(Extracted data entries)

----

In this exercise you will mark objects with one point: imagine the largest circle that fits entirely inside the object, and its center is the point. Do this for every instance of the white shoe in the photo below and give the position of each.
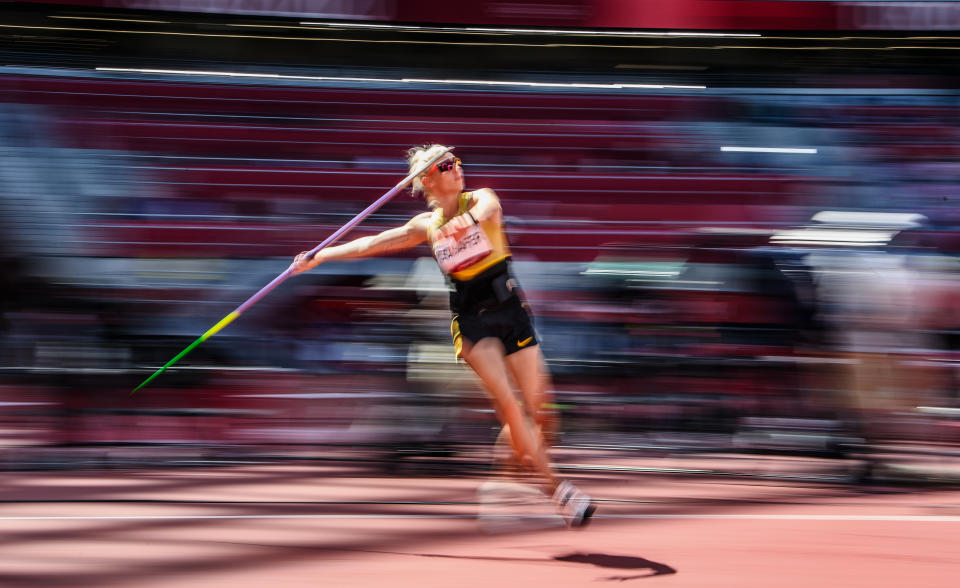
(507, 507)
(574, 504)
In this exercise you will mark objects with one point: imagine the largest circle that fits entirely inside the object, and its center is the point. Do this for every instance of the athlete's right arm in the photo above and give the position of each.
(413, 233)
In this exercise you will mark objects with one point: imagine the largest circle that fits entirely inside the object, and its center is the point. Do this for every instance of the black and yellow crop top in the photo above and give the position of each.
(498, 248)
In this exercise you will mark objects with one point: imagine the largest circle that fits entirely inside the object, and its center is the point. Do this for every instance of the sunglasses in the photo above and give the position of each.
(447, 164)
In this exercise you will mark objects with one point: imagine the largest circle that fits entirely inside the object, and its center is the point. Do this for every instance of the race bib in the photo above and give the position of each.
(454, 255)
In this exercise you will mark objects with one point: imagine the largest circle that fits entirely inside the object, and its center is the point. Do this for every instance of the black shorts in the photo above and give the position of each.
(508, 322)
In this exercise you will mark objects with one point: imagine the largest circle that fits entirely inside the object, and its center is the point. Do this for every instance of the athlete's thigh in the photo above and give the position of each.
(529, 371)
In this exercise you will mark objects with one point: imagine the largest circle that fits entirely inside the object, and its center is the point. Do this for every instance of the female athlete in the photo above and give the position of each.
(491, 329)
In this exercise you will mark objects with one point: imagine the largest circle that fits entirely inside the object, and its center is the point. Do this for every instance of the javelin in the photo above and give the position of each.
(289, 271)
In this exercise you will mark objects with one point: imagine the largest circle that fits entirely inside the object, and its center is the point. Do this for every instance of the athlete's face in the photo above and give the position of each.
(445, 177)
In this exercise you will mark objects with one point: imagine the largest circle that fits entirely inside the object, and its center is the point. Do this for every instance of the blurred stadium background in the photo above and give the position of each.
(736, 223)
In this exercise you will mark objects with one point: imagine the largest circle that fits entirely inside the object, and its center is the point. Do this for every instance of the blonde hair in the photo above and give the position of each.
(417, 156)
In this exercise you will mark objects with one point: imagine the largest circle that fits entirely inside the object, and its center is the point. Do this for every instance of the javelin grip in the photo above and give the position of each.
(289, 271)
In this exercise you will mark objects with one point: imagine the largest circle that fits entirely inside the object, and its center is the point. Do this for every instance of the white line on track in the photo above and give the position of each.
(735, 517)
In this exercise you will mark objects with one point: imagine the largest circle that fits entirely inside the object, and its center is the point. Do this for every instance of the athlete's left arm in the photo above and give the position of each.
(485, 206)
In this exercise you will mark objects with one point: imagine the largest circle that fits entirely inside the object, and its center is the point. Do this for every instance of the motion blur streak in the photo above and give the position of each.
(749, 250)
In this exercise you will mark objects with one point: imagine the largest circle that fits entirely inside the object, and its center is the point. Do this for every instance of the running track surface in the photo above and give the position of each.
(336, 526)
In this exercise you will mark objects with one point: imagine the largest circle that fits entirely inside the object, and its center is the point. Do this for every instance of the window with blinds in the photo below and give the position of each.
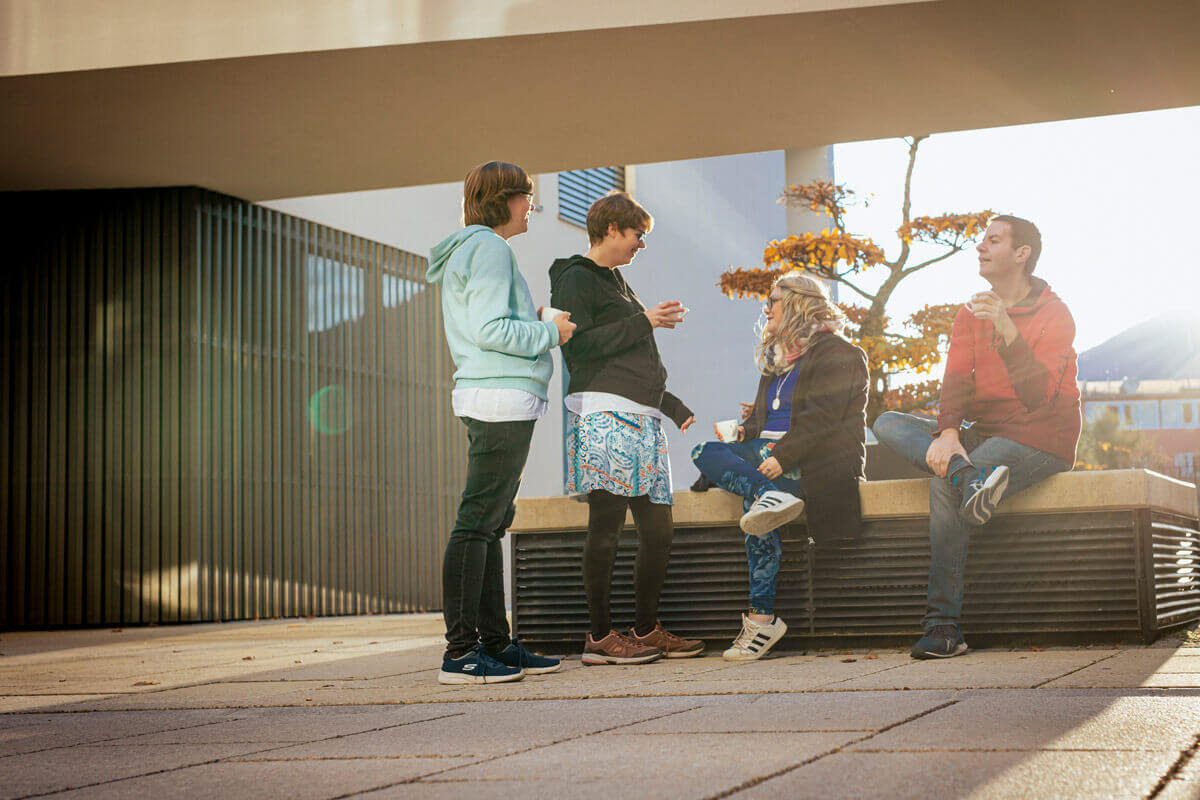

----

** What the task asks **
Rewrite the listing with "largest circle" changed to "biggest circle" wherever it occurs, keeping every other word the same. Omit the pictures from your output.

** Answer for the task **
In this exercise you will mark objects with one point: imagine the biggest circle that fits entirely inside the object, and its center is the point. Do this for every instance of the white shoe in the photo below and give the position of each.
(507, 507)
(574, 504)
In this exercise you will mark objects with one point: imagine the biggest circle that fits entirely inside the object, and its center is the point. Do this for every instance of the athlete's right arm in the photo above and give the position of each.
(413, 233)
In this exercise you will mark objects with one point: imagine the biggest circle that fits entirely inside the object, and its center is the point. Do this for every instance of the black and yellow crop top in the photo above and give the position of each.
(498, 248)
In this exercise you will mark objects with one point: imagine the biggest circle that fits entirely inside the object, and its center is the point. Do this for every instance of the sunglasses in the photo above and give the position of each.
(447, 164)
In this exercise you will mark objects with one point: imagine the biggest circle that fits entirely inside the object, and its center is the point. Do this for every instance of the race bib in the photo above and give the position of each.
(454, 255)
In this exercise you will mark objects with one point: imagine the biggest circle that fits entirely inside the object, and its center is the point. Do this for every instance of the black shorts in the photo above and give the position of each.
(508, 322)
In this exercise you will mark objects with one point: imagine the biggest circle that fits entirely inside the object, and its center is the point. Do this for every instance of the athlete's thigh in the photo above and give the position of each.
(529, 371)
In this exercise you will mark objects with one point: imagine the biggest circle that fits entirely inside the object, and its center is the point. Do this for every instance of the female athlete in the photo above and give the position of each.
(491, 329)
In this exercise you will mark objects with one point: imagine the biggest circle that fits entirely inside the object, and its center is the point. Do this for every instance of the javelin in the photo above and give the position of each.
(289, 271)
In this exercise you will mark objects with one point: imagine the biggest circle that fits entirely inside the object, and its center is the point. Do this for every instance of the athlete's face in the photo above and give the position of each.
(445, 177)
In this exercise you will mark objects with one point: imagine the biggest circle that fits entirely inside the object, and its center is the point. Do this for every instance of the blurred stadium background in the photo above and give the position of each.
(736, 223)
In this exercise you will mark objects with one point: imagine the biggest circle that fits entirely inside the object, and its center is the point. Do this for every instance of the blonde hair in the photo above and give the position of each.
(417, 156)
In this exercise you will mark objects with one point: imagine the biggest circle that fits entirely inside the object, and its center is the point. Do this for every instance of the javelin grip in the photo above and give the position of each.
(289, 271)
In this exercise you will mark objects with one point: imagine the biggest circle that fits entirely inside the object, and its center is the point. Do this for every instance of the white line on track in the photo above and give the position of each.
(735, 517)
In this exercise you will mark objects with one point: imagine the biggest circle that fits entirely inside the object, and its center is the point. Do this for every instance of the athlete's left arm in the photo above and give the position of each.
(485, 206)
In this exercise you will mark objects with one point: imagine the biggest circle that fits entirely inside the object, and its center is the point. Do this for every instance of the motion blur streak in the photo above and give the position of each.
(749, 250)
In this exercise you will mark objects with one point: imagine the biggest circle that fits entirely inside the object, and its center is the point. Do this for every instance of the running track surface in the photo above and give the position of each.
(336, 526)
In this exercise you will mark objects with one point: imagine the biggest circle that fits entirely inside the object, and its center is the point. Do this for every instance of the window with blinds in the photo below and give the position of each.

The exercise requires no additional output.